▸ **Exercise 1**: Retype the part of the word study starting at "The OED says: ‘The" and ending at "of Latin benedicere.".
▸ **Exercise 2**: According to the word study, which Latin word was the verb "bless" chosen to render at the English conversion?
▸ **Exercise 3**: Decide whether each statement agrees with the word study, and support each yes or no with the deciding words of the text: (a) The word cruc was common in Old English. (b) The blood etymology depends on the occurrence of -ds- spellings. (c) The root word behind "rood" lacks any connotations of execution or religion.

▸ **Supplied passage**:
Word study 4: ‘rood’ and ‘bless’ and ‘curse’

The cross is of course a central concept in Christianity, and one would expect Latin crux, crucem to be introduced by missionaries, which indeed seems to have occurred in every other Germanic language group. The only other Germanic languages that share this sense of the word with English are Old Saxon, which also has ruoda ‘the cross on which Jesus suffered’ and Old Icelandic, where ði is acknowledged as a loan from English. Since it is inconceivable that the Christian sense could have arisen in the parent language before Old English and Old Saxon parted company, it would be attractive to believe that the Old Saxon use is also a loan from Old English: certainly it does not seem to have survived into Middle Low German. Old Saxon, and virtually all the other Germanic languages, possess the full range of senses ‘rod or staff’, ‘rod for measuring’, ‘measure’, whereas in Old English, only the last survived into later English; the sense ‘staff or spar’ evidently existed but happens to be scarcely attested.

The root word is completely neutral, lacking any connotations of either execution or religion. Its adoption suggests an uninstructed person’s perception of an image or carving of a cross simply as two spars of wood, a use that could well have been coined by non-Christians with no insight into the religious significance of the image. It comes instead of the expected adoption of the theologically specific foreign term based on the name of the instrument of execution. So, again it looks like an untechnical folk adaptation of a native word. Of course Late Latin /kru:t∫e/ was borrowed into Old English as cruc, but the form shows it to be a late loan and possibly originally a learned one; it is also quite rare until Middle English.


This remarkable word is, as the OED says, not found elsewhere in Germanic. The preferred derivation is /bloːdisoːjan/ < /bloːd/ ‘blood’ with the /–is-oːjan/ suffix that is found in numerous denominal verbs. Pace the OED, the occurrence of –ds- spellings is not crucial for the blod etymology (it is a possible spelling for /ts/ where there is no underlying /d/), and so derivation from blot ‘sacrifice’ is also theoretically possible.

The OED says: ‘The etymological meaning was thus “to mark (or affect in some way with blood (or sacrifice)”. But the sense-development of the word was greatly influenced by its having been chosen at the English conversion to render Latin benedicere’. This is a slightly misleading statement, since it seems to imply a known original meaning, whereas the ‘etymological meaning’ is entirely inferred from the presumed etymology, for which there is no direct evidence, and based on no actual usage. In the records the word is exclusively used as an equivalent of Latin benedicere.

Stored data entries
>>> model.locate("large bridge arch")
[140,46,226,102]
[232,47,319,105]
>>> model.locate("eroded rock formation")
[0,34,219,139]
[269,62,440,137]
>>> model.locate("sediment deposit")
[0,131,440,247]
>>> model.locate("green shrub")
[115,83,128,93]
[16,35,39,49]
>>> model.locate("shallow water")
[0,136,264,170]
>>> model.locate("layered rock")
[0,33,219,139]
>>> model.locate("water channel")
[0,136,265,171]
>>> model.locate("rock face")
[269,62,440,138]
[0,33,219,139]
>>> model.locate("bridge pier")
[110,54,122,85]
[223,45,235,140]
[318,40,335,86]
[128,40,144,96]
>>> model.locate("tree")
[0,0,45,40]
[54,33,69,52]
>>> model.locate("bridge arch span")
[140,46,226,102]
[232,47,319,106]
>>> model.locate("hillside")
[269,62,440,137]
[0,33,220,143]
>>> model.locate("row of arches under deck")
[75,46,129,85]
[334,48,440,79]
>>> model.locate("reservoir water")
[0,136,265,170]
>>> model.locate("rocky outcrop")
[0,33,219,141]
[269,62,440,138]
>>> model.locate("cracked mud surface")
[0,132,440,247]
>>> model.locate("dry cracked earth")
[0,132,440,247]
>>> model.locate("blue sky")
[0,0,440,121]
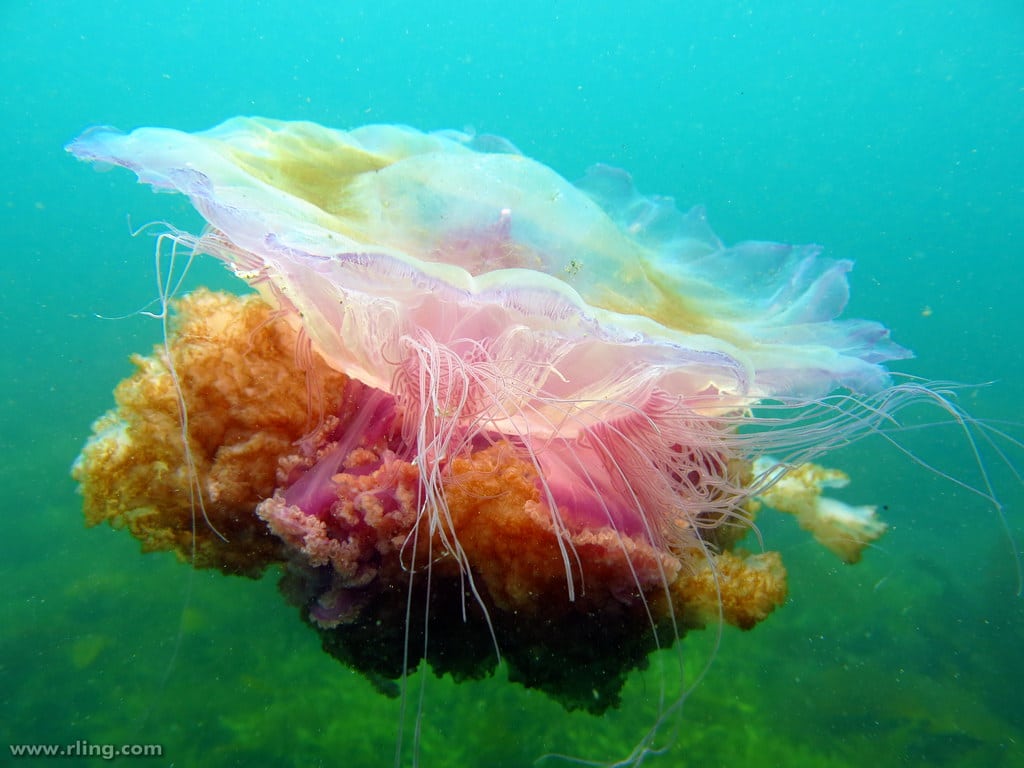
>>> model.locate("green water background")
[0,0,1024,768]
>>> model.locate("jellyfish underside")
[70,120,905,713]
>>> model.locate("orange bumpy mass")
[74,290,785,712]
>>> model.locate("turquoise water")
[0,0,1024,767]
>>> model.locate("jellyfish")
[61,118,999,762]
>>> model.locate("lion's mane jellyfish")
[69,119,921,729]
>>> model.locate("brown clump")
[72,289,347,577]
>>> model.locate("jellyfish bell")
[68,118,1015,762]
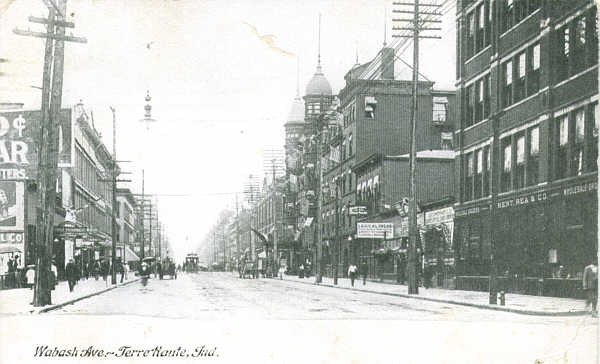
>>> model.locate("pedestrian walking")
[65,259,79,292]
[583,263,598,316]
[117,260,125,283]
[102,259,110,281]
[348,263,358,287]
[123,264,129,280]
[278,265,285,280]
[50,262,58,290]
[7,257,17,288]
[358,260,369,286]
[155,260,163,279]
[25,264,35,289]
[92,260,102,280]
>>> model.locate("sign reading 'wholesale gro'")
[0,109,74,180]
[356,222,394,239]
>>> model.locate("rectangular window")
[475,78,485,123]
[515,135,525,189]
[527,44,540,96]
[502,61,513,107]
[475,149,483,199]
[465,85,474,127]
[586,6,598,66]
[515,53,526,102]
[482,147,492,196]
[502,0,515,32]
[467,12,475,58]
[441,132,453,150]
[475,5,485,53]
[485,0,494,46]
[571,109,585,176]
[527,126,540,185]
[465,153,473,201]
[433,96,448,123]
[570,16,587,74]
[556,115,569,179]
[500,137,512,192]
[588,103,600,171]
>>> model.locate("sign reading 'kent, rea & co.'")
[0,109,74,180]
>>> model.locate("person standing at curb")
[358,260,369,286]
[25,264,35,289]
[65,259,79,292]
[348,263,358,287]
[582,263,598,316]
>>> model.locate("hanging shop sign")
[348,206,368,216]
[356,222,394,239]
[0,181,25,230]
[0,109,74,180]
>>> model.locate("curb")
[284,279,589,316]
[36,278,140,315]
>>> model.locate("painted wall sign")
[0,109,74,180]
[356,222,394,239]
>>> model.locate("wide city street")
[50,272,594,327]
[3,272,598,364]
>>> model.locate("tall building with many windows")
[453,0,598,296]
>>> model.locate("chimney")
[380,47,396,80]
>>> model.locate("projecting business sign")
[0,109,74,180]
[356,222,394,239]
[348,206,368,216]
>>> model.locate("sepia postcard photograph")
[0,0,600,364]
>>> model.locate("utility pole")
[393,0,442,294]
[13,0,87,307]
[110,106,118,285]
[235,193,240,268]
[333,177,340,285]
[140,169,146,261]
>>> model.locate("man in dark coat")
[65,259,79,292]
[358,260,369,286]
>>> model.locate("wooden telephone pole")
[13,0,87,307]
[393,0,442,294]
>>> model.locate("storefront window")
[475,149,483,199]
[515,135,525,189]
[556,115,569,179]
[571,109,585,176]
[500,138,512,192]
[527,126,540,185]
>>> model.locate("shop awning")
[125,246,140,262]
[0,246,22,254]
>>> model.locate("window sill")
[459,118,490,132]
[499,8,542,39]
[502,90,541,112]
[552,64,598,88]
[465,44,492,66]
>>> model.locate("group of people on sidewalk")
[14,259,129,292]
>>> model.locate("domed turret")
[286,95,304,124]
[305,62,332,96]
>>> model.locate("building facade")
[320,46,456,274]
[454,0,598,296]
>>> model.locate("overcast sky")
[0,0,455,257]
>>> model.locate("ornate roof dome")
[286,96,304,124]
[305,63,332,96]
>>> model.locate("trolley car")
[183,253,200,273]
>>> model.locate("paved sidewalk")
[284,275,590,316]
[0,272,139,314]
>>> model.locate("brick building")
[454,0,598,296]
[320,46,455,278]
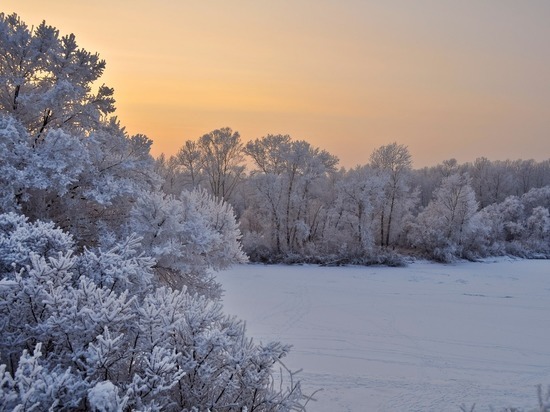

▸ **Output 1**:
The OED says: ‘The etymological meaning was thus “to mark (or affect in some way with blood (or sacrifice)”. But the sense-development of the word was greatly influenced by its having been chosen at the English conversion to render Latin benedicere’. This is a slightly misleading statement, since it seems to imply a known original meaning, whereas the ‘etymological meaning’ is entirely inferred from the presumed etymology, for which there is no direct evidence, and based on no actual usage. In the records the word is exclusively used as an equivalent of Latin benedicere.

▸ **Output 2**: Latin benedicere.

▸ **Output 3**:
(a) No: "it is also quite rare until Middle English."
(b) No: "Pace the OED, the occurrence of –ds- spellings is not crucial for the blod etymology"
(c) Yes: "The root word is completely neutral, lacking any connotations of either execution or religion."